======== STUDY MATERIAL

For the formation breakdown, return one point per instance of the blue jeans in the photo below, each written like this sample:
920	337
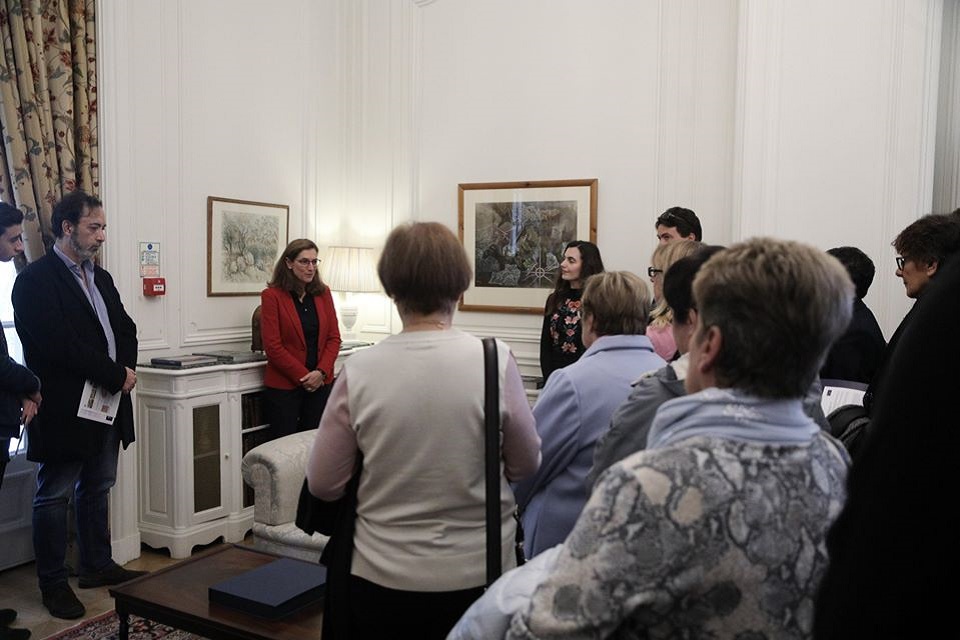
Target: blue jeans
89	481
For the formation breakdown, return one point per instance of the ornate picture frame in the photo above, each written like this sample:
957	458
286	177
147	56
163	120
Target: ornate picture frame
514	234
244	242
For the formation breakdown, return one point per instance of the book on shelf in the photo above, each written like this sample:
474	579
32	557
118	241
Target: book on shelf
234	357
187	361
272	590
347	345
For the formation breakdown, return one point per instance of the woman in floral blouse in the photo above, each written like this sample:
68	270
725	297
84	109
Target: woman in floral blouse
561	341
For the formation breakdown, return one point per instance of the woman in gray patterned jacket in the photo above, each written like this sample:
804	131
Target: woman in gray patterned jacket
718	529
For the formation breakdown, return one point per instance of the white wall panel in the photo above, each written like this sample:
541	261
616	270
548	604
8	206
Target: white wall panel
637	94
835	126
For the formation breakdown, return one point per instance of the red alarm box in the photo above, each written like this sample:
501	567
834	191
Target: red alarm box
154	286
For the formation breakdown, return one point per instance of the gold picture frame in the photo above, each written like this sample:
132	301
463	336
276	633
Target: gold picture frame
514	234
244	242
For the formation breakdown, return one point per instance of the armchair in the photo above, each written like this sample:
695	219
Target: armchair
275	470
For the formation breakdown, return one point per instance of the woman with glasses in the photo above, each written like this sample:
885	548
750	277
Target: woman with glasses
660	330
298	324
561	340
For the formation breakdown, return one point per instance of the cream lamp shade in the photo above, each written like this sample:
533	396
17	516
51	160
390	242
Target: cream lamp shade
350	270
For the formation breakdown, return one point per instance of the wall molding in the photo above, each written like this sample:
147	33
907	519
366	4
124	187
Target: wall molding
946	184
758	117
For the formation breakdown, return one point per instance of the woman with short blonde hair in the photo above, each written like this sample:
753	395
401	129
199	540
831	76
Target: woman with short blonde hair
575	406
661	318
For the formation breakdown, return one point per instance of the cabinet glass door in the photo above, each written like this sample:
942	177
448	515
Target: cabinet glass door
207	490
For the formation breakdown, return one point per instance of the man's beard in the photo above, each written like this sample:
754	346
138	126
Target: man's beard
82	253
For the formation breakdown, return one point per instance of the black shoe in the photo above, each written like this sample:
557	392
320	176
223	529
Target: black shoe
7	633
62	602
114	574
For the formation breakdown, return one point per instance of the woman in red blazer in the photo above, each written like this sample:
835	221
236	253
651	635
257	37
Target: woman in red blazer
298	325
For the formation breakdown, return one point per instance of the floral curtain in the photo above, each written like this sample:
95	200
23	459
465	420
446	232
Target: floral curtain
48	109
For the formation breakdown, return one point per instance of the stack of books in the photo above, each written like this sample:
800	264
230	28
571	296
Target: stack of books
234	357
188	361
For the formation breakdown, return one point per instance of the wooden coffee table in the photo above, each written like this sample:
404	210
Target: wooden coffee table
177	596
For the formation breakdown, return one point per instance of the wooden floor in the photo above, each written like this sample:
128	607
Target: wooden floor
18	590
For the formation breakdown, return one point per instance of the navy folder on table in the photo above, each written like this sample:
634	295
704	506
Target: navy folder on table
273	590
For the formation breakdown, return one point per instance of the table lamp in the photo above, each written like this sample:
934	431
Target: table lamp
350	270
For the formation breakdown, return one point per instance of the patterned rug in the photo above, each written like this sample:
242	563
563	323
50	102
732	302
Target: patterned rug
107	627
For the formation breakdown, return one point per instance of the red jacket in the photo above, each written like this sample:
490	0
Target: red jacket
284	343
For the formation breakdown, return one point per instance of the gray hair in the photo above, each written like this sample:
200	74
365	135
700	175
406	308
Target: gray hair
779	306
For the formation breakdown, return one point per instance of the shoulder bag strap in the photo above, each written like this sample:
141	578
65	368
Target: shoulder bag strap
491	408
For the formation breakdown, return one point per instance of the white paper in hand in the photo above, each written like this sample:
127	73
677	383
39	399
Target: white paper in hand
96	403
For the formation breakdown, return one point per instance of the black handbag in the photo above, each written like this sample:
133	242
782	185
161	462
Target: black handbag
491	410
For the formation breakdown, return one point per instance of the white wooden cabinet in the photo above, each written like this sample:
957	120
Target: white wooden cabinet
191	441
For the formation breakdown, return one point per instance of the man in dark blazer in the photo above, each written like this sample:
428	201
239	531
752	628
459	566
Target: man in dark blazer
74	329
856	355
19	388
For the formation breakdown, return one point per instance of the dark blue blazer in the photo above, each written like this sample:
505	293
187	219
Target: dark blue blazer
64	344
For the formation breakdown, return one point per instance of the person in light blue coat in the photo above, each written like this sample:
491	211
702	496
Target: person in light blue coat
575	406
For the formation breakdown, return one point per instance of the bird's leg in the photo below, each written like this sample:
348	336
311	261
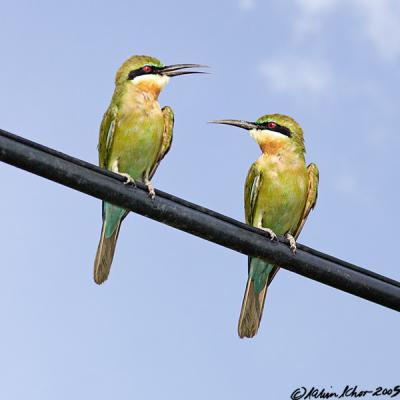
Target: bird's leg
150	188
129	179
292	242
270	232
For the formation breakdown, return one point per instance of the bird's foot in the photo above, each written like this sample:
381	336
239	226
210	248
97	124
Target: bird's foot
270	232
150	188
292	242
129	179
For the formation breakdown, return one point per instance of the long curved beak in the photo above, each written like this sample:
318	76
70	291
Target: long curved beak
176	69
235	122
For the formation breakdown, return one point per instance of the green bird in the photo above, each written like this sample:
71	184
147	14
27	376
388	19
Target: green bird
135	135
279	193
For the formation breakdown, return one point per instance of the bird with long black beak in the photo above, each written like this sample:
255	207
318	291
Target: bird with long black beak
135	135
279	193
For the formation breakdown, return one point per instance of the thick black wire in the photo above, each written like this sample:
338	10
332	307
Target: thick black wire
33	157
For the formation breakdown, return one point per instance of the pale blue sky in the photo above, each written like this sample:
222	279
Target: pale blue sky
164	325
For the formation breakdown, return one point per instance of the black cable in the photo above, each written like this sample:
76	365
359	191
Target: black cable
197	220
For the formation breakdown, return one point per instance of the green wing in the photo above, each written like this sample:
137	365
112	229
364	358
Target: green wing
251	190
167	137
107	129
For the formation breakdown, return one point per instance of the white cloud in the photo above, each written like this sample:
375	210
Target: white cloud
296	76
247	4
381	20
309	19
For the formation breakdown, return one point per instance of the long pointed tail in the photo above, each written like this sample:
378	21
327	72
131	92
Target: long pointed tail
251	312
112	218
254	298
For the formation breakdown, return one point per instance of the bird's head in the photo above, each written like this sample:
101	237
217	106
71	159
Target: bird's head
274	133
149	74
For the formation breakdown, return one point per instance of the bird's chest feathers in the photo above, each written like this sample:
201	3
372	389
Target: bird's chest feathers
284	169
271	143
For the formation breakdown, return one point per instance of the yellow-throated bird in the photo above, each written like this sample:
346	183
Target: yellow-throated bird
135	135
280	192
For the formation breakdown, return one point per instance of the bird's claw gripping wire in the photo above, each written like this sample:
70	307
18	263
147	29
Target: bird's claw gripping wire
271	233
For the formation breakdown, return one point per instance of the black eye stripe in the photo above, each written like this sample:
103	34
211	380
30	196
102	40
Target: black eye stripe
138	72
278	128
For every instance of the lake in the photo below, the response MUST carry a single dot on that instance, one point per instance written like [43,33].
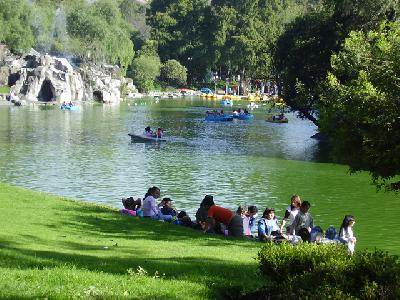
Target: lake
[88,155]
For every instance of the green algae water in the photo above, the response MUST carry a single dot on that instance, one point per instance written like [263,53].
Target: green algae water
[88,155]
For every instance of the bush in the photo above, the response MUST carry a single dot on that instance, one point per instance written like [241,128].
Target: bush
[173,72]
[328,271]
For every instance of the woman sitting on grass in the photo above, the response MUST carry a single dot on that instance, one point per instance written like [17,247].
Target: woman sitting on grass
[150,208]
[215,213]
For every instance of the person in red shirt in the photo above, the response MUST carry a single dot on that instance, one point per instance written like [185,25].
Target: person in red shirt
[215,213]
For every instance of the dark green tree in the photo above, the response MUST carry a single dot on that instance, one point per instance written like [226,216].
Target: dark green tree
[15,24]
[144,70]
[99,33]
[178,26]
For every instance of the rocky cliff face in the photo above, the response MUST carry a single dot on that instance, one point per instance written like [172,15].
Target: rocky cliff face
[37,77]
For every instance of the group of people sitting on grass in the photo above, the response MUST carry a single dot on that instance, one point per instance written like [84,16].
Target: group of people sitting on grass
[240,111]
[297,223]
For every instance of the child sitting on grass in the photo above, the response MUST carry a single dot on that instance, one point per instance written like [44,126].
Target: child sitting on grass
[268,227]
[303,219]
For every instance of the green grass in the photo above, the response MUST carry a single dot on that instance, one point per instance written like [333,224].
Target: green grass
[4,90]
[51,247]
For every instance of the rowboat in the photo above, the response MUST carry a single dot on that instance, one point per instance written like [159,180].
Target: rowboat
[141,138]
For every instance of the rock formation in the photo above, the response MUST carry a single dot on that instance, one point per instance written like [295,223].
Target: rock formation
[38,77]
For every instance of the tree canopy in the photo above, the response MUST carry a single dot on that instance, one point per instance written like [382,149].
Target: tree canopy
[361,103]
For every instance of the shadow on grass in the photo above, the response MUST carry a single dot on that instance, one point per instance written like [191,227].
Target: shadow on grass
[98,226]
[102,222]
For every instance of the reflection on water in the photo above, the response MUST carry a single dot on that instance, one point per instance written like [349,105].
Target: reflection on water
[88,155]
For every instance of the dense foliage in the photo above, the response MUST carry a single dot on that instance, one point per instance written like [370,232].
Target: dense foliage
[327,272]
[145,70]
[15,20]
[99,32]
[361,103]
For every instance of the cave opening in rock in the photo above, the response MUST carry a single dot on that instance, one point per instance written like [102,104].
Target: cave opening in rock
[98,96]
[46,91]
[13,78]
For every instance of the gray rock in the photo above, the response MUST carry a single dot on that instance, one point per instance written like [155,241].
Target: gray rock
[37,77]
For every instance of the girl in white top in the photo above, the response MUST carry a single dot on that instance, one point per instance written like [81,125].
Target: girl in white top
[290,213]
[346,234]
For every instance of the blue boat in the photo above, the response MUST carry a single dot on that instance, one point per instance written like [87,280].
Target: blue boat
[219,118]
[245,117]
[141,138]
[69,107]
[206,90]
[226,102]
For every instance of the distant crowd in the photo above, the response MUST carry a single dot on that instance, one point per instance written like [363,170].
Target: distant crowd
[297,223]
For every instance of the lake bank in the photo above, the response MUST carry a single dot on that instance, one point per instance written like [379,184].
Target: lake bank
[54,248]
[88,155]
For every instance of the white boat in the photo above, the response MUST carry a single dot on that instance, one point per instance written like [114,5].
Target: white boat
[141,138]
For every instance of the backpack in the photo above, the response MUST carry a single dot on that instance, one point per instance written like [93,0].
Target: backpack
[331,233]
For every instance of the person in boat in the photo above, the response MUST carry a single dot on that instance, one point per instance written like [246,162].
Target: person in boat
[290,213]
[150,208]
[159,133]
[148,131]
[232,221]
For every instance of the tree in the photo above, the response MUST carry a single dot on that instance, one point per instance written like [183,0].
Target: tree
[173,73]
[16,25]
[179,27]
[145,69]
[302,59]
[361,104]
[99,33]
[303,51]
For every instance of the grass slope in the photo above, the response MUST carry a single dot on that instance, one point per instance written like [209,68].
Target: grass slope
[51,247]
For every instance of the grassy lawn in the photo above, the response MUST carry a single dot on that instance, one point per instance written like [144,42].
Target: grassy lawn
[52,247]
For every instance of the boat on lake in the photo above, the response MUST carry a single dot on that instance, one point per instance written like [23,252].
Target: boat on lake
[219,117]
[69,107]
[226,102]
[141,138]
[277,119]
[244,116]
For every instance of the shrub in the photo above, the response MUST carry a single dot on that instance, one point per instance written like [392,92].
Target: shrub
[173,72]
[328,271]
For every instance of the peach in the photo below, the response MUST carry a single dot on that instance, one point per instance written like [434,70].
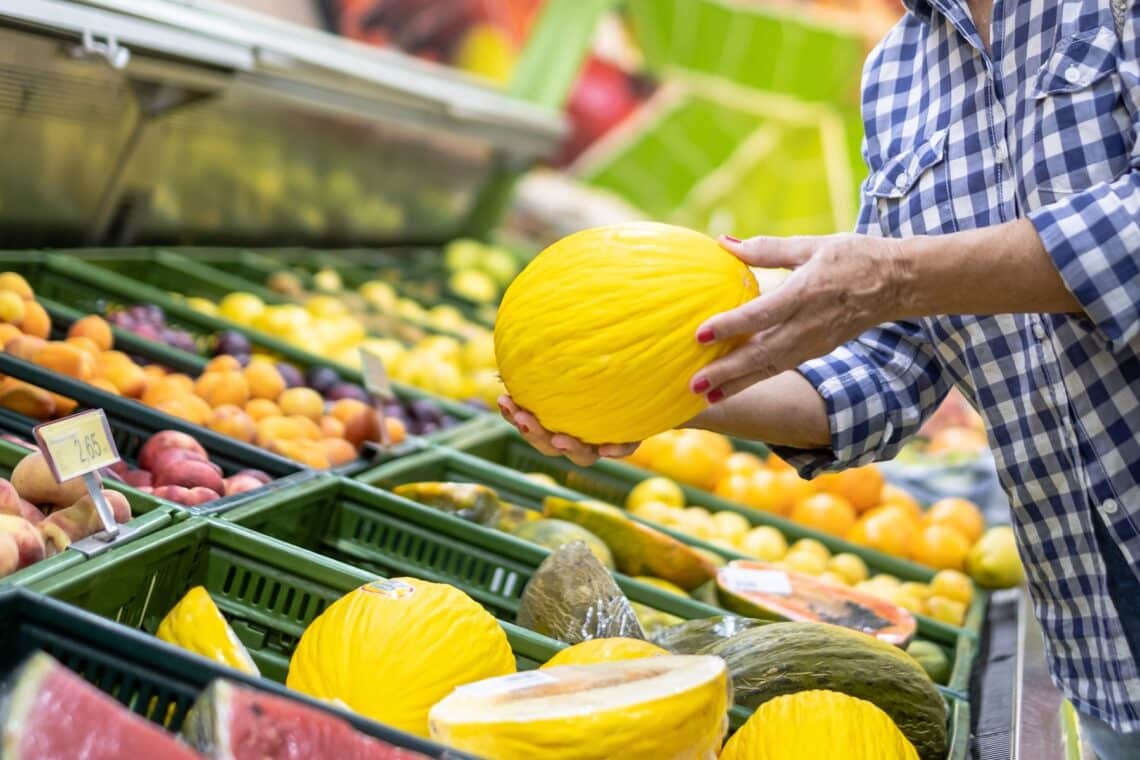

================

| WHAT THE TASK REQUIRES |
From the data above, copy each line that holds "below".

| SOLVED PROBLEM |
For the formation breakdown, return one point per instance of the blue jeans in the photo below, each written like this sample:
For the formation breakdown, return one point per instance of the bird's leg in the photo below, each written like this sample:
For every instance of the lake in the photo below, the response MUST carry a single dot on that instance, one point per instance written like [43,33].
For every instance of the peach in the photo below, the response MUST carry a single dot on that instance, one point per instance written like [434,70].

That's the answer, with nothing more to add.